**WORK REQUEST 1**
Please output the O'Dowd article word for word, everything from "Her son is now" down to "said last December.".
**WORK REQUEST 2**
According to the O'Dowd article, when is O'Dowd expecting her second child?
**WORK REQUEST 3**
Write the next part of the O'Dowd article, picking up after its final sentence.

**SUPPLIED PASSAGE**
================================

She also credits Christie for appointing her as commissioner when she was far along in a pregnancy.
“You don’t see that in society. It’s not very often that you see someone choose an individual for such a important office” who’s about to have a baby, she said. “It speaks to Gov. Christie’s character and interest in women’s leadership.”
Her son is now 4, and she’s expecting her second child in late August.
Not all of O’Dowd’s projects have been met with praise.
O’Dowd defended the state’s handling of one area where it has come in for severe criticism – the response to the Ebola outbreak last fall. Dr. Fred Jacobs, one of O’Dowd’s predecessors, has said that state health officials should have been “out in front” on Ebola.
“This was kind of preempted by the political people, mainly the governor, so that the credibility of the message was tainted by seeing it through a political prism — that shouldn’t happen,” Jacobs said last December.
O’Dowd described Jacobs’ critique as a “reflection of the media coverage” rather than being based on the state government response. O’Dowd noted she was at Christie’s side when he announced that those who had direct contact with Ebola patients would be quarantined, and that he was appointing her to lead the state’s response.
“I think that we worked to try to bring a very comprehensive plan to our response, but also worked with local health officials,” to respond to each person investigated for Ebola contact, O’Dowd said.
She also said public health officials had to balance the desire of the public and media for more information about new cases with the privacy of those under investigation, including those that she described as “the heroes of the response to Ebola” – the providers who went overseas to fight the spread of the disease.
“I think that we tried to do a good job in preparing in advance and in our response but, you know, it’s not always covered in exactly the way that I would write it,” she said.

================================

**ENTRIES SUPPLIED**
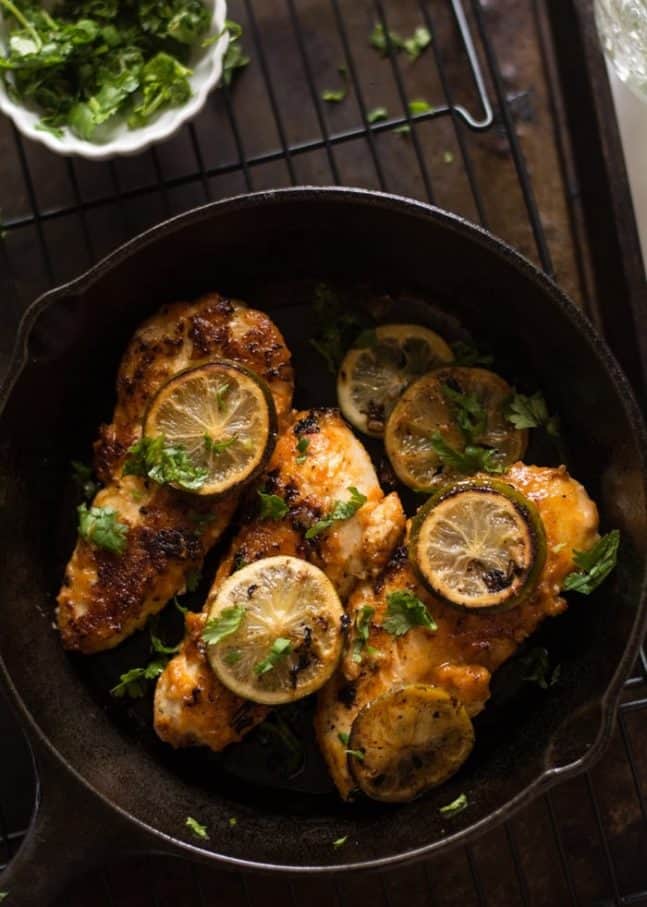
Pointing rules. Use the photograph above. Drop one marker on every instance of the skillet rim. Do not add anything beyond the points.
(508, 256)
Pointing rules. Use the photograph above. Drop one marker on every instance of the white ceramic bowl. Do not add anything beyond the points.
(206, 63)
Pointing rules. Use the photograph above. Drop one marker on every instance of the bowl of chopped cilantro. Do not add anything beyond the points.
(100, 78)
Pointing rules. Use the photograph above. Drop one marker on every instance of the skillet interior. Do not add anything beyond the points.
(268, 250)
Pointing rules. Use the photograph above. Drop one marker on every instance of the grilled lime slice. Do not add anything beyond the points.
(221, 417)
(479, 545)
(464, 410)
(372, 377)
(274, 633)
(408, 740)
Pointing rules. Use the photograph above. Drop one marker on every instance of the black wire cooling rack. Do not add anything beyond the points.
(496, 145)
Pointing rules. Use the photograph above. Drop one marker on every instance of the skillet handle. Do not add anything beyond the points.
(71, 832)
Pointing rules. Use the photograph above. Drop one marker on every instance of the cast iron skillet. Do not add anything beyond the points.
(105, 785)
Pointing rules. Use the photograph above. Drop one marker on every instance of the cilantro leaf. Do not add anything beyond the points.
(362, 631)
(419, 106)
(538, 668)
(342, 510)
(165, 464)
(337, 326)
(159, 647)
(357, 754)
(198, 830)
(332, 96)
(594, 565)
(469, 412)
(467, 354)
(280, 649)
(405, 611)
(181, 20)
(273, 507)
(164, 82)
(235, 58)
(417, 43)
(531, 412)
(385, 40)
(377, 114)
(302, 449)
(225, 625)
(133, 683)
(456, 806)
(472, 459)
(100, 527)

================================

**ANSWER AREA 1**
Her son is now 4, and she’s expecting her second child in late August.
Not all of O’Dowd’s projects have been met with praise.
O’Dowd defended the state’s handling of one area where it has come in for severe criticism – the response to the Ebola outbreak last fall. Dr. Fred Jacobs, one of O’Dowd’s predecessors, has said that state health officials should have been “out in front” on Ebola.
“This was kind of preempted by the political people, mainly the governor, so that the credibility of the message was tainted by seeing it through a political prism — that shouldn’t happen,” Jacobs said last December.

**ANSWER AREA 2**
In late August.

**ANSWER AREA 3**
[related]O’Dowd said that the state learned from the Ebola experience and has used federal funding to better prepare it for future incidents of travel-based illnesses, such as Lassa fever and measles.
Supporters of medical marijuana say that the state’s implementation of the program has been heavy-handed and slow. State health officials have responded that progress has been steady.
O’Dowd unsuccessfully proposed raising taxes on electronic cigarettes – a rare occasion in which the Christie administration proposed a tax hike only to see it shot down by the Legislature.
And advocates for Saint Michael’s Medical Center in Newark have criticized the state for its lengthy review of California-based for-profit hospital chain Prime Healthcare’s proposal to buy the hospital.
Saint Michael’s is anxious for the acquisition to move forward, but that transaction may have been complicated by a report by a state consultant that recommended ending Saint Michael’s and two other hospitals’ role as full-service, acute-care hospitals and transitioning them to become outpatient centers.
O’Dowd has said she hopes the department will use the consultant’s report in its review of the sale.
The past few months have presented a new challenge for O’Dowd, as she had to negotiate an ethical minefield since last fall, when her husband Kevin O’Dowd, Christie’s former chief of staff, became an executive at Camden-based Cooper University Health Care. O’Dowd said she would recuse herself from any decisions involving Cooper. She hasn’t said whether that situation was a factor in her resignation.
Looking toward the future, O’Dowd said she’s excited about the opportunity to bring a public-health perspective to Horizon.
David Knowlton, CEO of the New Jersey Health Care Quality Institute, said Horizon “can use somebody with her policy savvy” during a time of significant changes for the insurer. Knowlton said O’Dowd “really turned the Department of Health back to what it should be – a public health agency.”
Cathleen Bennett, the Department of Health’s policy and planning chief, will become the acting health commissioner. O’Dowd said the department is in good hands.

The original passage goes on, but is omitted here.